In the text on leadership and delegation, who leads the senior team that Borden says was built over the past several years?
***** TEXT UNDER STUDY *****
This is an epochal conflict, shaking the foundations of the world we know. Our fundamental values of freedom and democracy are on the line. As a journalist, the opportunity of witness is unmissable.
Freeing yourself from the management of a midsized organization is a prerequisite for re-deploying yourself as a missionary. As a small business, scaling the organization and managing activities is a challenge that most CEOs must tackle personally. Yet as the business grows through midsized, it can usually afford to hire strong managers who increasingly run the day-to-day organization. But management is not leadership. Management is nonetheless essential. A powerful leader delegates management of the organization in order to live in the future, in the mission, seeing around the bend to pull the organization forward.
Borden says, “Given our existing programmatic commitments, I could not have gone to the war zone in Ukraine if we were not in a reasonably good position, financially and structurally. A great deal of effort over the past several years has built a senior team, led by a superb COO, so that I can exempt myself from most day-to-day management. I consider this a gift to me and to our cause.”
***** RECORDED INFORMATION *****
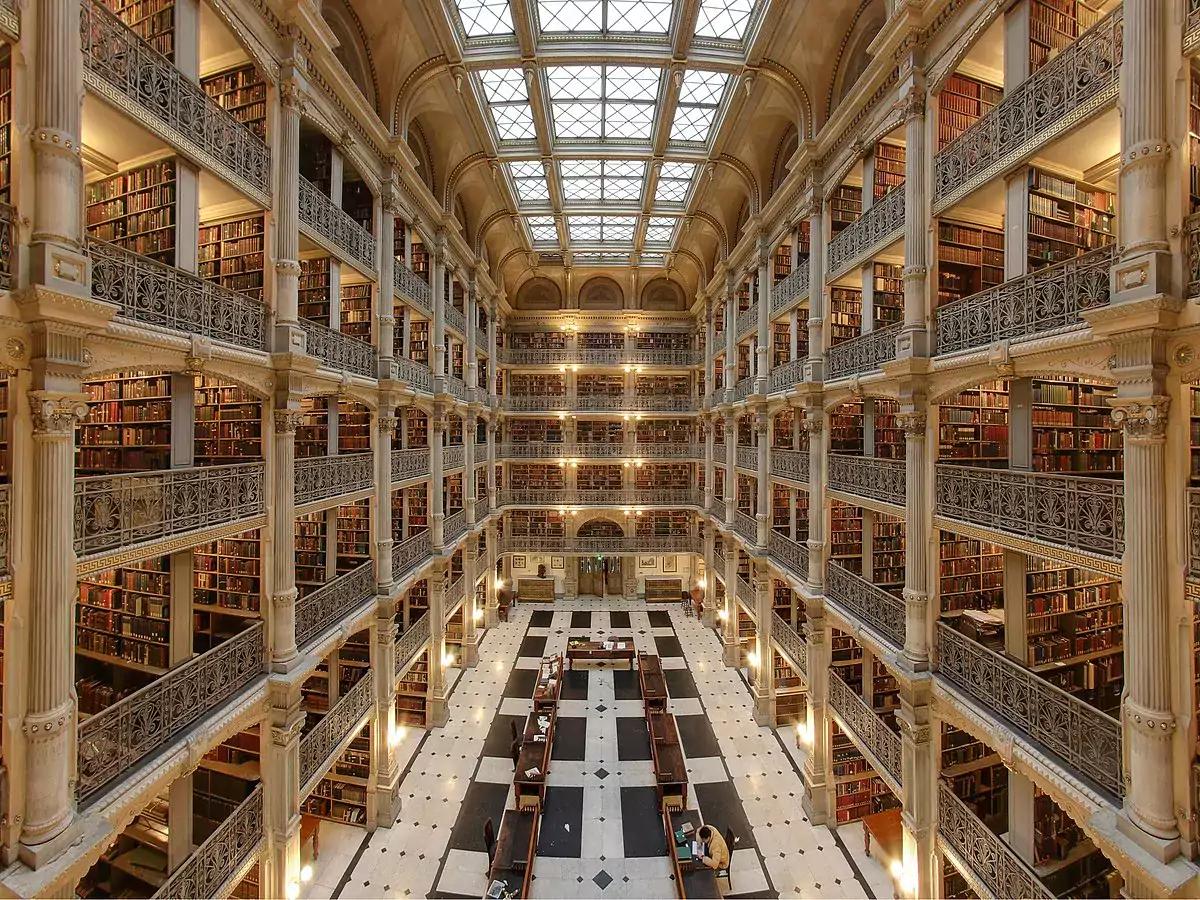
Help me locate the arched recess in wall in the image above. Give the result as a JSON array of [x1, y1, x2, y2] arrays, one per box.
[[580, 275, 625, 310], [515, 275, 563, 310], [642, 278, 688, 312], [320, 0, 379, 112], [827, 0, 888, 114]]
*****
• [YOUR RESPONSE]:
A superb COO leads it.